> **Stated exercise**: Extract the part of the listing that opens with the line containing "Where can the car hood" and closes with the line containing "<point>205,37</point>", and repeat those lines exactly, both ends included.

[Collection entries]
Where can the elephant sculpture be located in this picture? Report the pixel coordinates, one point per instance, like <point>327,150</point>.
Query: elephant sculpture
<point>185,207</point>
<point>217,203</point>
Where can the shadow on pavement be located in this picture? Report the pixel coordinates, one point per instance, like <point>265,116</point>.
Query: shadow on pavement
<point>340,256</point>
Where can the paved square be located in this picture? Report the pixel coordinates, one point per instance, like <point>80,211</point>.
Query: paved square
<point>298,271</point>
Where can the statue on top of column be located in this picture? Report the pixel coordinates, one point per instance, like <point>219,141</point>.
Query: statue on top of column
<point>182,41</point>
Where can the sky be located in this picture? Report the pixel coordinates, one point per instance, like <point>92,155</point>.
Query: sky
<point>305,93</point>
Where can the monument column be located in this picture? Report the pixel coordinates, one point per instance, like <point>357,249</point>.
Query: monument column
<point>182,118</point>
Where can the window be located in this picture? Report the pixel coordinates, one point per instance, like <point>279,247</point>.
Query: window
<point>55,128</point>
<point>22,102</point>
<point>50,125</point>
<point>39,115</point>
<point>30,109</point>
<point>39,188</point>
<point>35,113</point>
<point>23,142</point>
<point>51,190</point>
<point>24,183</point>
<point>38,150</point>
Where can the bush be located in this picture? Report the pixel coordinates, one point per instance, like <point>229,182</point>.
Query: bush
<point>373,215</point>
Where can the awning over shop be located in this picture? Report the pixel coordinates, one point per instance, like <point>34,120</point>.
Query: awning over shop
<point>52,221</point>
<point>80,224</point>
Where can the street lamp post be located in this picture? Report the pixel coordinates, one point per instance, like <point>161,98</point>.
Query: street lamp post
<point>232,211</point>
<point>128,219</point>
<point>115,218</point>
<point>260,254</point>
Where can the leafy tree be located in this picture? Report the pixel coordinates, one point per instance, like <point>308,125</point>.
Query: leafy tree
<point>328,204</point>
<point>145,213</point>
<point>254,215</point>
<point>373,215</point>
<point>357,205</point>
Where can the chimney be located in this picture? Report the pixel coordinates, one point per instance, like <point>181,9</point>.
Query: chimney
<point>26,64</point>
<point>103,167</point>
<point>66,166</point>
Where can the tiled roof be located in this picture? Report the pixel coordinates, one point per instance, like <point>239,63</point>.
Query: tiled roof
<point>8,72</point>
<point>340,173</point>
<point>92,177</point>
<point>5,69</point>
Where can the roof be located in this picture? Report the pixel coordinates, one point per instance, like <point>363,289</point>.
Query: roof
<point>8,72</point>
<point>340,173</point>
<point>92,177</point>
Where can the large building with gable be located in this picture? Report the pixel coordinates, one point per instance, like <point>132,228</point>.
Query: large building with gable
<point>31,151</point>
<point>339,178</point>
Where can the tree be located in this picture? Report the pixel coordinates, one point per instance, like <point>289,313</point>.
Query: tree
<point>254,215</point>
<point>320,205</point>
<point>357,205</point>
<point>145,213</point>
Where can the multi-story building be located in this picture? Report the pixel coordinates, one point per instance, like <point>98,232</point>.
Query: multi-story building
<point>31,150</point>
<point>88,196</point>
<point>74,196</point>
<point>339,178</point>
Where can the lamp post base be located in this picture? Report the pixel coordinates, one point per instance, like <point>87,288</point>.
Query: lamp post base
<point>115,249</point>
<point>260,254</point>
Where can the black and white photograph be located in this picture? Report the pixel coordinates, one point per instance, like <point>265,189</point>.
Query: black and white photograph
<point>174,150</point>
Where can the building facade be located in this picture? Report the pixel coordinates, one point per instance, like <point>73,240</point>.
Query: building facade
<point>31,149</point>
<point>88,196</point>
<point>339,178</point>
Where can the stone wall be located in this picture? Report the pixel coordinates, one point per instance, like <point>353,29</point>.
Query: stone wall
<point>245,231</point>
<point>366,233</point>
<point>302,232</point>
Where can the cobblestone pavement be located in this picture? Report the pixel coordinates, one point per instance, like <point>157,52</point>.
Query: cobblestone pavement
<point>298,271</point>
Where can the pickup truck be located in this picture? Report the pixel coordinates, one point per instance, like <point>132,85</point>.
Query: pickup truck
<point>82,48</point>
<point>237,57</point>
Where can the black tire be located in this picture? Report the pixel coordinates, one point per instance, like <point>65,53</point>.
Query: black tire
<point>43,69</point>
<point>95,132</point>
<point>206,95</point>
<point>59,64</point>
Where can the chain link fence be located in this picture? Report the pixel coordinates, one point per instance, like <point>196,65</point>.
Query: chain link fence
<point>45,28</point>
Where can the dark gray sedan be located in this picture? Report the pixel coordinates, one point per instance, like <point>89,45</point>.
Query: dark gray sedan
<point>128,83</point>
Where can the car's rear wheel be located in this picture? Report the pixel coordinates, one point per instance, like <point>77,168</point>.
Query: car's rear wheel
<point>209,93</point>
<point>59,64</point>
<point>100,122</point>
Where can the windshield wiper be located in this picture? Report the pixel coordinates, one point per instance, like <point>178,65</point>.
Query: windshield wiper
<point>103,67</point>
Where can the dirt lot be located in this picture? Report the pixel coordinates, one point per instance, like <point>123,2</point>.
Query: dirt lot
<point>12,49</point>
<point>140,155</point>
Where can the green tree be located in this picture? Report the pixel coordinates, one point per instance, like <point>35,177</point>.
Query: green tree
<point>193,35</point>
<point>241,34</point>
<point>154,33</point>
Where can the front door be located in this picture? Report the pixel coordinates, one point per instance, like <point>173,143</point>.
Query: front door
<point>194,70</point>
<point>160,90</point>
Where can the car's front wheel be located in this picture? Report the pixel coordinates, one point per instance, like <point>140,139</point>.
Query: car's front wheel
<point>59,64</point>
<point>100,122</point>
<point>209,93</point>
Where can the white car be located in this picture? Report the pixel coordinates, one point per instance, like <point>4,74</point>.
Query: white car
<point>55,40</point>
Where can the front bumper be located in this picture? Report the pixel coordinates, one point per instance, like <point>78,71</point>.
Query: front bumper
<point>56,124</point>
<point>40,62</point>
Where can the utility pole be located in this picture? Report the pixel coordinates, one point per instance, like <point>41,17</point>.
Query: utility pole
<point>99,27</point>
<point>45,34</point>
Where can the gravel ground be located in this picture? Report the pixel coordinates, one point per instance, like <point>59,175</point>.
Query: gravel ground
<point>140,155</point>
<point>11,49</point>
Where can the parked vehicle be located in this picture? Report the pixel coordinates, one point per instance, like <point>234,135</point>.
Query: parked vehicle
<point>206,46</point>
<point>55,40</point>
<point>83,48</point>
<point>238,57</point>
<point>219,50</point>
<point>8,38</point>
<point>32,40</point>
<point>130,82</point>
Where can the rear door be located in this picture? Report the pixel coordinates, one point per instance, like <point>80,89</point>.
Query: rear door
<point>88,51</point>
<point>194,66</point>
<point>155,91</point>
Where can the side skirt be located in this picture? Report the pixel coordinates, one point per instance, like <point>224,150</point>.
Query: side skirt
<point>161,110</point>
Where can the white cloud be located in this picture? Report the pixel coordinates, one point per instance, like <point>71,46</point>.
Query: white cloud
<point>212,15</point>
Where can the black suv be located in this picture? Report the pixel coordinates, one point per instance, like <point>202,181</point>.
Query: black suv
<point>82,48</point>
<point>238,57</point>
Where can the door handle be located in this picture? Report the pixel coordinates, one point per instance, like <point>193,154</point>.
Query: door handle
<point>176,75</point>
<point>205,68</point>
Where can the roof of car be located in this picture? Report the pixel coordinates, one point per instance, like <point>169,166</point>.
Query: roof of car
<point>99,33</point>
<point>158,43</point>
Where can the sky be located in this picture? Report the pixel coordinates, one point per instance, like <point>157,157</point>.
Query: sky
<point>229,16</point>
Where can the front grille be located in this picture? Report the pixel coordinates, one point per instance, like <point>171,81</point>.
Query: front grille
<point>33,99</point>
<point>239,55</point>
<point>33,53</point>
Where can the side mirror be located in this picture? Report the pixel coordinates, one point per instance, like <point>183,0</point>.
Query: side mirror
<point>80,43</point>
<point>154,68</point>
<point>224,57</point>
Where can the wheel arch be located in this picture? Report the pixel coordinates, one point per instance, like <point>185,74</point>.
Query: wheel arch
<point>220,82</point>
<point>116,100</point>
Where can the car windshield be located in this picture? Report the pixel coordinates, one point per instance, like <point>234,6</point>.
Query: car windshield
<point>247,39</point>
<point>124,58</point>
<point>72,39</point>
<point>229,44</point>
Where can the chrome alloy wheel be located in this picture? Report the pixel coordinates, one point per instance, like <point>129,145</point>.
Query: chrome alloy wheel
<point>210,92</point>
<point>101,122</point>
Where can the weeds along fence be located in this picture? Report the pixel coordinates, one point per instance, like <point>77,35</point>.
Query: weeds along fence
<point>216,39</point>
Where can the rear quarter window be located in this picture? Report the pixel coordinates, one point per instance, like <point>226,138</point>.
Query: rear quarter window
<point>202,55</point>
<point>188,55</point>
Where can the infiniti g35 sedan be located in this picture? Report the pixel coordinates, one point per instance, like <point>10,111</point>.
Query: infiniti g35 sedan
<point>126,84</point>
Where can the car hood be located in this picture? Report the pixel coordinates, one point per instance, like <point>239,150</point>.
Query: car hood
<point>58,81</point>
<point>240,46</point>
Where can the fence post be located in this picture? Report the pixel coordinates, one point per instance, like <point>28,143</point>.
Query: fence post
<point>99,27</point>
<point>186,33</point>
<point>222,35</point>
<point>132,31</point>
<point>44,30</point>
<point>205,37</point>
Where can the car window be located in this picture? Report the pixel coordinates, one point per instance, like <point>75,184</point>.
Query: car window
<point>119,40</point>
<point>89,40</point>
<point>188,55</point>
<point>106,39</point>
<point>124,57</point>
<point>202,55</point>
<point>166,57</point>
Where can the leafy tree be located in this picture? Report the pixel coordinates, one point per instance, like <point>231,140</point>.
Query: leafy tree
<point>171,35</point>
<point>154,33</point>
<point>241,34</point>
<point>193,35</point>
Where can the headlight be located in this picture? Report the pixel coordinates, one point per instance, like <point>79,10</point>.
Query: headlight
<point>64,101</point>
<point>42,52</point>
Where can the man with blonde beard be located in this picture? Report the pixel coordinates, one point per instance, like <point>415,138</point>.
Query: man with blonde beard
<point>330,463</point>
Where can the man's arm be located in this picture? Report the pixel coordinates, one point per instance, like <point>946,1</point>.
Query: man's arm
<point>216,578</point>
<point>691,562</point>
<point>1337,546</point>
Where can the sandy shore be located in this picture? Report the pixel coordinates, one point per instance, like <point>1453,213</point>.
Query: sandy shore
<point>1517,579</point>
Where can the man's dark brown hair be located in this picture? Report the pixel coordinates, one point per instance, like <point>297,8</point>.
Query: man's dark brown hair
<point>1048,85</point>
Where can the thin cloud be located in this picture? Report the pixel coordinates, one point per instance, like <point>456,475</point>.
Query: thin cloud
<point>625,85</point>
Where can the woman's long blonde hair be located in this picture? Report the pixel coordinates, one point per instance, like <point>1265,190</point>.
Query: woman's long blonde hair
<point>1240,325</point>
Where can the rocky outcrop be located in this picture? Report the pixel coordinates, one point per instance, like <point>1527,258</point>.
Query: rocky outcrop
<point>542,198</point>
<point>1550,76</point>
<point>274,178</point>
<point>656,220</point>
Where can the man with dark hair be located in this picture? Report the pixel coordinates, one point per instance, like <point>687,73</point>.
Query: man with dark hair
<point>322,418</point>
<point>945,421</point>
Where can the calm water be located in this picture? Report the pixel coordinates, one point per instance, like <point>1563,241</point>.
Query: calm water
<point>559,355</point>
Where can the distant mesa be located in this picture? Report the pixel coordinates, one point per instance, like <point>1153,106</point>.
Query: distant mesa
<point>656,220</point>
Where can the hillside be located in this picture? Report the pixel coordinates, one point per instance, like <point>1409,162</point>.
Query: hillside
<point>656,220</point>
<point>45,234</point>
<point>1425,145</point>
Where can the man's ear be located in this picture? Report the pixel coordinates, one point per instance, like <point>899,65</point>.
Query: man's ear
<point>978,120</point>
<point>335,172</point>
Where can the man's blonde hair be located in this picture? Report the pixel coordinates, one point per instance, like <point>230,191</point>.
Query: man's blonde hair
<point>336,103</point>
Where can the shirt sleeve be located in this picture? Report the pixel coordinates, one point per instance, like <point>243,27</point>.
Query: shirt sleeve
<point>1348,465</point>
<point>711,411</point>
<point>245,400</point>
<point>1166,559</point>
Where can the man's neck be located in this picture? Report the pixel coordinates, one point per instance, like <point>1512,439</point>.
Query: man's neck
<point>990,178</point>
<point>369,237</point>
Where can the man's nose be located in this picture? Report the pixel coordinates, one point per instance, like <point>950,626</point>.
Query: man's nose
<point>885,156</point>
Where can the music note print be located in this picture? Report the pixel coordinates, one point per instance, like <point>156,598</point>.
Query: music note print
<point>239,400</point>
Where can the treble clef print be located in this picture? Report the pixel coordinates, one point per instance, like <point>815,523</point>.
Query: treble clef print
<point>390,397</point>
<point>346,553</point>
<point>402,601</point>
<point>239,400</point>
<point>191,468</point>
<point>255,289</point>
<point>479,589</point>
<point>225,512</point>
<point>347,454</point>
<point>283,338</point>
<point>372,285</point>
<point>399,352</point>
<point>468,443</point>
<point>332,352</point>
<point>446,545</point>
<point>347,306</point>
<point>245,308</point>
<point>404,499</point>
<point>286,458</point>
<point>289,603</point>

> **Exercise response**:
Where can the car hood be located in this picture? Report the pixel coordinates, one point per instance, like <point>239,150</point>.
Query: car hood
<point>58,81</point>
<point>240,46</point>
Where can the fence post be located in this picture? Report the pixel coordinates, one point per instance, like <point>28,143</point>.
Query: fence post
<point>99,27</point>
<point>186,33</point>
<point>222,35</point>
<point>132,31</point>
<point>44,30</point>
<point>205,37</point>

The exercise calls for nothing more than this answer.